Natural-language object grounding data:
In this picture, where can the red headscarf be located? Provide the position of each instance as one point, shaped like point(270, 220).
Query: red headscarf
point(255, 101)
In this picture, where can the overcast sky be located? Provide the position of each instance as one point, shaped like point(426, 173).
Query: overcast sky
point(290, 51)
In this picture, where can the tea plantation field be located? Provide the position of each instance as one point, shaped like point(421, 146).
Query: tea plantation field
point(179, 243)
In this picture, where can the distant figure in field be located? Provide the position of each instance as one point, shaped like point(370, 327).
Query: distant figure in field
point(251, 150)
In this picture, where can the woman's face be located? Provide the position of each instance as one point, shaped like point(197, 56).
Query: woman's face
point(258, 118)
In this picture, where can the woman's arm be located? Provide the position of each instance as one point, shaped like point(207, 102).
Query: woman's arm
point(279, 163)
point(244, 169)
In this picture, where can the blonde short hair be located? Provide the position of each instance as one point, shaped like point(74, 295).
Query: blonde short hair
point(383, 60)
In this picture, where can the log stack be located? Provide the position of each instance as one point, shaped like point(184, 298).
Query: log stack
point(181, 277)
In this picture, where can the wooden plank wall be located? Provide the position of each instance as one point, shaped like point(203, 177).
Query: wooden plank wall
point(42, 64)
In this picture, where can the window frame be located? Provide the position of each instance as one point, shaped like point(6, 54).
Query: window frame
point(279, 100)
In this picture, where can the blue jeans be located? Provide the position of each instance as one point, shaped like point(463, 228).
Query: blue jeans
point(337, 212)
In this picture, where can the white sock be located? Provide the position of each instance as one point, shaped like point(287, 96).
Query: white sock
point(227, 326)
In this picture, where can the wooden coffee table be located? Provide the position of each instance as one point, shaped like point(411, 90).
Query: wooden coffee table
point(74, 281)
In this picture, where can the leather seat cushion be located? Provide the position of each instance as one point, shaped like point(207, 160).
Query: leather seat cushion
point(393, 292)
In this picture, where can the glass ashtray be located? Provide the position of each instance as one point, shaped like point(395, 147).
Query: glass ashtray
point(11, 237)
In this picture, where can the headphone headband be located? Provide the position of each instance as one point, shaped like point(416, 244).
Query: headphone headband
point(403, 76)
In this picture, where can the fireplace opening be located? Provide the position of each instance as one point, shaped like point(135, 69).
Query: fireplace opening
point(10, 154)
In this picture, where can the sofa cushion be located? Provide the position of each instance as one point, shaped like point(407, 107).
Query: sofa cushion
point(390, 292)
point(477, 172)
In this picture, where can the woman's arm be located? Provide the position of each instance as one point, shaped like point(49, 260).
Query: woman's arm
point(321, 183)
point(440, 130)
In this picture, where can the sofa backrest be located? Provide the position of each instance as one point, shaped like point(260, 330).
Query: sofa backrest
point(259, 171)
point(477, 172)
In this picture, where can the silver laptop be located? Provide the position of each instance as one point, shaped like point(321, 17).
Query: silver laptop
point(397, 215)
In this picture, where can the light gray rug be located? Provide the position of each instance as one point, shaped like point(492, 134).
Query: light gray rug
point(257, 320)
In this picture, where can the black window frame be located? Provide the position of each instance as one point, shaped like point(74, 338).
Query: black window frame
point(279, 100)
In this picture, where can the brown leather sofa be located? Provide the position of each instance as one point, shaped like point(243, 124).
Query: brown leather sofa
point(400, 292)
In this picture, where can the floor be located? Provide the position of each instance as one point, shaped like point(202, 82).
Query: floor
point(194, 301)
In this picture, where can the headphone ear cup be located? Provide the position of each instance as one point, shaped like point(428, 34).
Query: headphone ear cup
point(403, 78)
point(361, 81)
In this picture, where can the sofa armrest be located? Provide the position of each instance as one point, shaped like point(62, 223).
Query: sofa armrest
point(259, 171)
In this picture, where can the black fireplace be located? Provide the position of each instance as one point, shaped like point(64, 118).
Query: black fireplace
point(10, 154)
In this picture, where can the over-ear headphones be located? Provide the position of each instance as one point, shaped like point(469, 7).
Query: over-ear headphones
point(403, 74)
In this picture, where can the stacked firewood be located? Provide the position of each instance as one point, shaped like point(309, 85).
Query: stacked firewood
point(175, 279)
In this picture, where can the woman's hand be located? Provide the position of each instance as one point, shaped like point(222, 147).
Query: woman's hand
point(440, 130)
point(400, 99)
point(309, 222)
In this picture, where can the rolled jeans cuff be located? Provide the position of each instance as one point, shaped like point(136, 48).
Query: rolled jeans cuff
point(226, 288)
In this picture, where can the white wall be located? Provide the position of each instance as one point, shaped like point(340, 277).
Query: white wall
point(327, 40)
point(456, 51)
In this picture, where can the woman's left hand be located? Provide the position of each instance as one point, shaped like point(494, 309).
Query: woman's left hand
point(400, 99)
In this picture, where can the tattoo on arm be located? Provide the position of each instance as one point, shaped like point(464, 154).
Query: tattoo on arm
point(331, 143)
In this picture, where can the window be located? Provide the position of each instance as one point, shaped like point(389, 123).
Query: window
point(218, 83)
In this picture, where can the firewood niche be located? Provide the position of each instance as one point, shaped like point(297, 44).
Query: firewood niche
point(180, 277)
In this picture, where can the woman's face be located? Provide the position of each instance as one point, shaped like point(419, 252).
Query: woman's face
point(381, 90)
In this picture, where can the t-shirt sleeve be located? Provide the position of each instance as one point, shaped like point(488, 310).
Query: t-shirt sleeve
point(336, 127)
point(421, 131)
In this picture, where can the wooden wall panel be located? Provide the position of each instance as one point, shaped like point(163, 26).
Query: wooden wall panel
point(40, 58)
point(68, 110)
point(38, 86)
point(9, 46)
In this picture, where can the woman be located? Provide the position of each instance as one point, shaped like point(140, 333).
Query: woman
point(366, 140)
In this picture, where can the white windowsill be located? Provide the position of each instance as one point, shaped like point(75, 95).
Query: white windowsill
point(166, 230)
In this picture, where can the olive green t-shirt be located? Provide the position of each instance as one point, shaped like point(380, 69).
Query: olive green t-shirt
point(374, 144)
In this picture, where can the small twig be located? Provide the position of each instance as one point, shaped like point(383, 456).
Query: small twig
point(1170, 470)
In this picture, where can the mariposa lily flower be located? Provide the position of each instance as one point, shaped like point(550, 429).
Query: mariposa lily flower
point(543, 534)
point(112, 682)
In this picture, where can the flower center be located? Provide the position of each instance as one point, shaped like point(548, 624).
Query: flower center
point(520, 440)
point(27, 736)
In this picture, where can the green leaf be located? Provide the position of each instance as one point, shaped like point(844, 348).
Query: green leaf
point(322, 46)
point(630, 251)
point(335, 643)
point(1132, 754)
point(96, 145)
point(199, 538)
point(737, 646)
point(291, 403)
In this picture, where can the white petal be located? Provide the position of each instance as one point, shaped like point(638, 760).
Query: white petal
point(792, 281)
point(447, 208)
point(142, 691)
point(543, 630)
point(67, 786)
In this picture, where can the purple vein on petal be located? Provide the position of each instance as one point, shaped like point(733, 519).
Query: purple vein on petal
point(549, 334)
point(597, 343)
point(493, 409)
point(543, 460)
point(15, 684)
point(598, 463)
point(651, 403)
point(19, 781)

* _Task prompt_
The expected answer is an exact copy of the lines above, beginning at the line with "In this picture, where can the wooden coffee" and ending at the line with "In this picture, where can the headphone headband", with both ends in.

* _Result of the exercise_
In this picture, where can the wooden coffee table be located? Provide the position of each instance as one point, shaped like point(411, 90).
Query: wooden coffee table
point(74, 281)
In this picture, where can the leather seat cushion be located? Provide the position of each instance as one point, shaped like point(207, 160).
Query: leather seat cushion
point(393, 292)
In this picture, where can the glass ashtray be located? Provide the position of each instance as one point, shaped like point(395, 147).
Query: glass ashtray
point(11, 237)
In this picture, where can the headphone headband be located? Provide the position of each instance as one point, shaped like point(416, 244).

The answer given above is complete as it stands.